More and more mainstream analysts are identifying the coming AI crash, which is a good indication that it will happen soon.
So, what happens to all the data centers? They are already built but probably very expensive to maintain. Will many of them just be abandoned? Bought up by cloud computing companies? Scammers? Crypto miners? Can they be parted out and sold off piecemeal?
Will they be put to some productive use, or just become massive e-waste sites left to the locals to deal with?
It’ll be a golden age for repo men.

We could be men with ven
An era of cheap used hardware? I would guess probably like whatever happened after the dotcom bubble in the late 90s.
Did the dotcom bubble result in billions of dollars of physical infrastructure in this way? Genuinely asking.
I don’t know specifically, but there were thousands of startups that used computers, so when they went belly up one would assume they liquidated their assets. /edit: checking, yes according to google it did result in billions in liquidated or abandoned computer hardware.

_ _ _

### Given exercise
Write what comes next in the discussion of what may become of data centers after an AI crash, beginning after its final sentence. The listing that comes next has no connection to the discussion of data centers.

_ _ _

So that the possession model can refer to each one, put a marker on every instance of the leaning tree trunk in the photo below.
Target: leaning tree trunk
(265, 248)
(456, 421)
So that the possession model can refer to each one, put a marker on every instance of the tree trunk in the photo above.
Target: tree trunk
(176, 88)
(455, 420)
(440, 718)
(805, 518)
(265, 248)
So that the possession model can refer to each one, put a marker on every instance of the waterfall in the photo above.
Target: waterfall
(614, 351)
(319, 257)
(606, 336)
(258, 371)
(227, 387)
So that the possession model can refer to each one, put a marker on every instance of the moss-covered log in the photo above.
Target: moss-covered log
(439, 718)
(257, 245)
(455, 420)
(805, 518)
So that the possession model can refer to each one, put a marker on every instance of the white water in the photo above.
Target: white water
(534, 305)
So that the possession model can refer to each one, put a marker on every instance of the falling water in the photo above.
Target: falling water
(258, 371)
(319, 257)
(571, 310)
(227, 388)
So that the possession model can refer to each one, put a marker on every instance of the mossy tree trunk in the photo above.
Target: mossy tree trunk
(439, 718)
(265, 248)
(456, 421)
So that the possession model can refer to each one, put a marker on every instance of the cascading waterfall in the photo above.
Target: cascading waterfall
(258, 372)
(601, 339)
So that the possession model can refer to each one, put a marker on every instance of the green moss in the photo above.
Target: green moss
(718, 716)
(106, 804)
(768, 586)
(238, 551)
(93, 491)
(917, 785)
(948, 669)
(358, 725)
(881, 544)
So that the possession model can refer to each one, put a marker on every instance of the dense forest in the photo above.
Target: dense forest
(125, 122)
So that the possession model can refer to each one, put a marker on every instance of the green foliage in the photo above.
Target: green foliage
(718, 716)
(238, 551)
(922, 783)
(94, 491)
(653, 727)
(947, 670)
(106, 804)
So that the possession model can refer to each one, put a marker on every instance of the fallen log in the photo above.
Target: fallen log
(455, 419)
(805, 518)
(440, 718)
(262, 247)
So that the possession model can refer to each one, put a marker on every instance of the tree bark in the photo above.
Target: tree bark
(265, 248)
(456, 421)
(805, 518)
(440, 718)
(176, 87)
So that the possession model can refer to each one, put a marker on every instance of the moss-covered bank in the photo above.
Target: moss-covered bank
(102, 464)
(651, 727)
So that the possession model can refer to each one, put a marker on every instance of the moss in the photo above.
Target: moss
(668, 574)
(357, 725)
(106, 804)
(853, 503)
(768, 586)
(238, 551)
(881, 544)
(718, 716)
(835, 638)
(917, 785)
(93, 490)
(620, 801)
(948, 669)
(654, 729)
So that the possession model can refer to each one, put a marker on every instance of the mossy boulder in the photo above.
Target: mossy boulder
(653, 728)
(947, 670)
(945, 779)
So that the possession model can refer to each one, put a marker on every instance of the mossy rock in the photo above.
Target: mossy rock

_ _ _

### Answer for this exercise
A golden age for laser tag arenas
Indoor airsoft/paintball too, provided it’s purged of MAGA cosplayers
I would prefer a roller rink revival myself, but laser tag is fun too.
Ok hear me out: Roller laser tag!
grils! grils! there’s plenty of floorspace for both!
Survielllance centers for all the data being stolen off your smartphone and flock cameras.
If anyone thinks I’m wrong, they’re completely blind to what’s going on and their future plan.
Survielllance centers for all the data being stolen off your smartphone and flock cameras.
Yes, and other sources. That’s my theory as to why most of them are being built in the first place, regardless of AI.
Apparently the US government is looking to give a massive bailout under the guise of “public partnership” so the public will pay for them and then corporations will get to use them and not pay us more than likely. They’ll be put to use, we’ll pay for them to take our jobs. It’s really the best situation possible…
/Wrist
In past crypto busts, Nvidia bought used datacenter GPUs and threw them away, to keep prices of new cards high.
They will undoubtedly do this again. Probably AMD/Intel too.
And “FOMO” style crypto mining sites were just abandoned or repurposed AFAIK.
But honestly, I don’t know what will happen now. Especially to the “quick and dirty” sites like Meta’s server tents, all the supposedly temporary evaporative cooling/gas generators and such.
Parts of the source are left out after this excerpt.